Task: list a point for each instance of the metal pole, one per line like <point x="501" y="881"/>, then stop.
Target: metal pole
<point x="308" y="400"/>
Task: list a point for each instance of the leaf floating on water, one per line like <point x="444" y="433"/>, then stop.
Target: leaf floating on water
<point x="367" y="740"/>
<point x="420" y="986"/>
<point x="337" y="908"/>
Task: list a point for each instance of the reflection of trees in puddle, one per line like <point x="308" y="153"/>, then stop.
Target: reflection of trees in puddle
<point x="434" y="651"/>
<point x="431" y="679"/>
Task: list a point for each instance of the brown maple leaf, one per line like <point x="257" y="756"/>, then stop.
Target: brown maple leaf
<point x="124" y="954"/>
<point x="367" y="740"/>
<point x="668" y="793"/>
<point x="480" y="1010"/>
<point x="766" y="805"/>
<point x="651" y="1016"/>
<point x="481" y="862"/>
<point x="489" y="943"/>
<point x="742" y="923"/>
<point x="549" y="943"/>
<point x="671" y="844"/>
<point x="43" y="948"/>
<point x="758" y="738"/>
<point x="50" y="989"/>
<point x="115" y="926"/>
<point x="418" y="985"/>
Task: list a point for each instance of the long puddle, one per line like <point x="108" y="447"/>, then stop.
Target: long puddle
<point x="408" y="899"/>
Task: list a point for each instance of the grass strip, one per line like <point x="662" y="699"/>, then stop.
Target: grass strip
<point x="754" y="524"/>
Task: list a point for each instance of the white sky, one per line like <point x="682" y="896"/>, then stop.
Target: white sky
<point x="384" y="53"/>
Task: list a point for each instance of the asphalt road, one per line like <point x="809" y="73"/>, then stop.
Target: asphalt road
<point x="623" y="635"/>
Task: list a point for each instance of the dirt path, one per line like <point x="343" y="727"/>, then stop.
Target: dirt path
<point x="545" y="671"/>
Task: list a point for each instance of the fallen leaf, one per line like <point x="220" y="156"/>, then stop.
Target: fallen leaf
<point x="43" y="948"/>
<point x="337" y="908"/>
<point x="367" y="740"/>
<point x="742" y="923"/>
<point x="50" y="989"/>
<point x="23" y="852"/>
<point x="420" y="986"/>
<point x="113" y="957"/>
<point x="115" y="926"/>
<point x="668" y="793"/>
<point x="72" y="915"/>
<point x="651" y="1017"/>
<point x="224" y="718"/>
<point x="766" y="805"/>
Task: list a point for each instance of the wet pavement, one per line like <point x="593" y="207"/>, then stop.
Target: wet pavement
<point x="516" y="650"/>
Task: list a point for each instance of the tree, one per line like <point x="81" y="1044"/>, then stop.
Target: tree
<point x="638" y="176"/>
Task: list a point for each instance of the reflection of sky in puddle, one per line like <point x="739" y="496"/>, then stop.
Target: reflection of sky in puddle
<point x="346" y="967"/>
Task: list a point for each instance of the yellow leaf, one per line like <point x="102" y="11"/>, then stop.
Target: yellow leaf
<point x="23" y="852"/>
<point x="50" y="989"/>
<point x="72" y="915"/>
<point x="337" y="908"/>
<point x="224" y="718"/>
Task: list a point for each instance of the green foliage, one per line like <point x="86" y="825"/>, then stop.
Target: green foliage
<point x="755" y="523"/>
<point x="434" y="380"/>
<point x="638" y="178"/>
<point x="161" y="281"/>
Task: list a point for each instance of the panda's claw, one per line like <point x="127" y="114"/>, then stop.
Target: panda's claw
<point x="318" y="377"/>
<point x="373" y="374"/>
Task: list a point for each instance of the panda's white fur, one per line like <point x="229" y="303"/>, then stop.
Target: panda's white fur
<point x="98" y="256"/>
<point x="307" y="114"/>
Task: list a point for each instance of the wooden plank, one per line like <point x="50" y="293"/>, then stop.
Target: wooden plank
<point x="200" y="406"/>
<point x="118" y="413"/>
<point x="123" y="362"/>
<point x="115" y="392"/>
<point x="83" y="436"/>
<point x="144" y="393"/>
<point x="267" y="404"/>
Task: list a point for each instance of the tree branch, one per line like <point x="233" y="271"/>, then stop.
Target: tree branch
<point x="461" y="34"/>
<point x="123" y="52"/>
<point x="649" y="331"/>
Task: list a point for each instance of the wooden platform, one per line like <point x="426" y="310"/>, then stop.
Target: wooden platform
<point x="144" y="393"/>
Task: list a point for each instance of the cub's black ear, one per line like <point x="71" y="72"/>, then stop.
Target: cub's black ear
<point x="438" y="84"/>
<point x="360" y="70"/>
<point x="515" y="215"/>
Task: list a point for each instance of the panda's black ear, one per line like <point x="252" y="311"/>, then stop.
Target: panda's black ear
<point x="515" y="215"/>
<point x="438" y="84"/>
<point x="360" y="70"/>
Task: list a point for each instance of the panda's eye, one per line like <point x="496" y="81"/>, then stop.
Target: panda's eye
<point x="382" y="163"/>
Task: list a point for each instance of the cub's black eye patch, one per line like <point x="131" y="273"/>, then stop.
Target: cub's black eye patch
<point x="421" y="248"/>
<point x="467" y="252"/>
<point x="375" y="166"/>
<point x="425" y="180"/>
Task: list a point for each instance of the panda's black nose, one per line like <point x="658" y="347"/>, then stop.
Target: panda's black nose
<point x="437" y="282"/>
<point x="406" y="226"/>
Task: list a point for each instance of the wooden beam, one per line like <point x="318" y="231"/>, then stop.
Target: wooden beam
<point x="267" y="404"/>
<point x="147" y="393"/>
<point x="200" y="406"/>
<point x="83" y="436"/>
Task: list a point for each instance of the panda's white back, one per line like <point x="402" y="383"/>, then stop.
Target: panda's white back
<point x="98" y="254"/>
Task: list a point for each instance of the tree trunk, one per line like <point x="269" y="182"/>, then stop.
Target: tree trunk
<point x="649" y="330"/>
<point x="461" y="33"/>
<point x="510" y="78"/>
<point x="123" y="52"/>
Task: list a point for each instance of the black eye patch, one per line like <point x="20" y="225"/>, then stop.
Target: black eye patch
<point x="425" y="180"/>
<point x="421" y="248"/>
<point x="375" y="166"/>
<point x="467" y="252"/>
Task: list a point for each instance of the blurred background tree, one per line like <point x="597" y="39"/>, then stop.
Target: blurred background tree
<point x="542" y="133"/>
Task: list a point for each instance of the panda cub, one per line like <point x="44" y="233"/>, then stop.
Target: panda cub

======

• [Stated exercise]: Rewrite every line in the stretch from the line that contains "tree trunk, one" through the end of the rows, increasing each coordinate in the answer points by 8. Leave the sample point in each line beginning "Task:" unchanged.

• [Task output]:
Task: list a point for each instance of the tree trunk, one per line like <point x="269" y="182"/>, then stop.
Target: tree trunk
<point x="657" y="338"/>
<point x="469" y="41"/>
<point x="518" y="86"/>
<point x="131" y="60"/>
Task: list a point for each instance of the black eye patch, one per line like <point x="20" y="225"/>, then stop.
Target: black eye patch
<point x="433" y="188"/>
<point x="429" y="256"/>
<point x="383" y="174"/>
<point x="475" y="260"/>
Task: list a point for each instance of the blurred background tree, one per line like <point x="597" y="39"/>, then stop.
Target: blurred background tree
<point x="550" y="141"/>
Task: list a point for each instance of the panda cub, one per line like <point x="44" y="233"/>, then stop.
Target: panda cub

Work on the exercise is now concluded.